• _Exercise text_:
──────
Powerful and imposing in both their size and gaze, Shannon Bono’s acrylic and oil portraits work to reclaim the black female body from its colonial history. By using the body as a canvas through which to highlight stories of liberation, the figure is imbued with renewed importance when discussing issues of representation and portraiture. “When you go to the National Portrait Gallery and see large scale paintings of important people it has a moving impact,” Bono tells me. “I’ve always been into the idea of presence and taking up a room, as well as the idea of the gaze when it comes to portraiture.”
Using the term ‘artivism’, which she came across whilst writing her MA Art and Science dissertation, Bono uses this to define what she is trying to convey in her work. The intersection of art and activism is a concept rooted in history which works to explore new ways of political intention and intervention that move beyond the traditional paradigms, actively engaging with these new ways of thinking to create and mobilise social change. Bono explains, “I always feel like the black female body is political in itself because we are underrepresented in the media and other fields, therefore it is always important to show the image of the black female in order to tell important stories that celebrate our culture and successes. They’re all stories of liberation or important times in history or current issues I feel need to be shared. I guess that is where the term artivism comes from, I’m always trying to advocate for our presence.”
──────
Stored dataset items:
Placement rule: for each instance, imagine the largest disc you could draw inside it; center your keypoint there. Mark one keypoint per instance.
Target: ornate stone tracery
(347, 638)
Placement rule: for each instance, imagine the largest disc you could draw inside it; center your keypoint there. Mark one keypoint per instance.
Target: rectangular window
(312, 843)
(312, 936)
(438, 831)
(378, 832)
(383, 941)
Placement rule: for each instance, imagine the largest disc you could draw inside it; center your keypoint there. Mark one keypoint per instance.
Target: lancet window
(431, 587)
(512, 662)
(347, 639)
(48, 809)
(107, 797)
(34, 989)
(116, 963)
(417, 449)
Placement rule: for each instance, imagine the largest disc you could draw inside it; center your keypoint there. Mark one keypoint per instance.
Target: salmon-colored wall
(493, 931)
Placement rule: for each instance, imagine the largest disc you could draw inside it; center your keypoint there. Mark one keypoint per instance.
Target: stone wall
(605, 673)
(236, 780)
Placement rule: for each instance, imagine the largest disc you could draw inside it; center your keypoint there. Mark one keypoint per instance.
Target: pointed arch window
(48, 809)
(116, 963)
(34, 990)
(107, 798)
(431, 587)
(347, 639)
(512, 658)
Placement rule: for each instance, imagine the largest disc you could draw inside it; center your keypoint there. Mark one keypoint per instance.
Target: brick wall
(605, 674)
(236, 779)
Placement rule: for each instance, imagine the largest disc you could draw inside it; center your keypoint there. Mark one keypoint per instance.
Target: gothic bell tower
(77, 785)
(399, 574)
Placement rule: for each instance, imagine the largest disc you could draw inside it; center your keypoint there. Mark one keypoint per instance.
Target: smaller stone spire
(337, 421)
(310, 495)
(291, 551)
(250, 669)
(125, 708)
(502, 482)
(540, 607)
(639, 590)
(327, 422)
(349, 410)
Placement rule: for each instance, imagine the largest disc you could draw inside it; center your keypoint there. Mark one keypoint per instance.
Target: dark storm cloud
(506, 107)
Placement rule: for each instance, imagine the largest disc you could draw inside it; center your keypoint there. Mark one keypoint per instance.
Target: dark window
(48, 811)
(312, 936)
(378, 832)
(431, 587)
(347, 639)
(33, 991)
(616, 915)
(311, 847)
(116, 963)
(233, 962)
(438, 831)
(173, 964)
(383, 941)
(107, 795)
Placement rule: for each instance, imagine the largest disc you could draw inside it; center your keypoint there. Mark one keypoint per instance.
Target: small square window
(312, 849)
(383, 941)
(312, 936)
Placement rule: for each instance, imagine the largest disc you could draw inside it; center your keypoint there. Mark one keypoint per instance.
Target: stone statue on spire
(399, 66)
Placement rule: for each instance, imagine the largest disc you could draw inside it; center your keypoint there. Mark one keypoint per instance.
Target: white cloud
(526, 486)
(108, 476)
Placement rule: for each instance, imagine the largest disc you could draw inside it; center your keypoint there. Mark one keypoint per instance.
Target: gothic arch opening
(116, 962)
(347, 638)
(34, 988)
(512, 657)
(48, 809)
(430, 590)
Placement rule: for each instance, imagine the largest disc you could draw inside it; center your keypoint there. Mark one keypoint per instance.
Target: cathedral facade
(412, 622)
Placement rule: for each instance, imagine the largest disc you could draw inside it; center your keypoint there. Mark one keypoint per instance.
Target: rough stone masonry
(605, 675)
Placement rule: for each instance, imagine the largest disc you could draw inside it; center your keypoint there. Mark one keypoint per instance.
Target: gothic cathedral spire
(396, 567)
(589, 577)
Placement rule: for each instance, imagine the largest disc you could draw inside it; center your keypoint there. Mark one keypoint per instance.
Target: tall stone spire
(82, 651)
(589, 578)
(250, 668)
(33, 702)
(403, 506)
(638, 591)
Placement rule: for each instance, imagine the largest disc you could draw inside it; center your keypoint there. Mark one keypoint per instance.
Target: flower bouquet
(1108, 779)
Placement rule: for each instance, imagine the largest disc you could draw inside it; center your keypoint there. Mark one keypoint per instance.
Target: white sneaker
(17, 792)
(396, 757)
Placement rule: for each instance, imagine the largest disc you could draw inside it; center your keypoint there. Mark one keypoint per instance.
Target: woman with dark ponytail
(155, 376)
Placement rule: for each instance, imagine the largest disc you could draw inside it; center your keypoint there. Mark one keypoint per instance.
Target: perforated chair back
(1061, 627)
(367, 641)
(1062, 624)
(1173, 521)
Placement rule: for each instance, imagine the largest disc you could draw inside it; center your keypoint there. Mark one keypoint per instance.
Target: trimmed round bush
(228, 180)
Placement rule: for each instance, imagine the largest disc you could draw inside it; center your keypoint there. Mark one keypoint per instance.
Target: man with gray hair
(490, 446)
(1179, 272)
──────
Answer these from the text about Shannon Bono's portraits:
1. What two kinds of paint does Bono use for her portraits?
2. While writing what did Bono come across the term "artivism"?
3. Which gallery does Bono name when talking about large-scale paintings of important people?
These entries have no connection to the text about Shannon Bono's portraits.

• _Solved exercise_:
1. Acrylic and oil
2. Her MA Art and Science dissertation
3. The National Portrait Gallery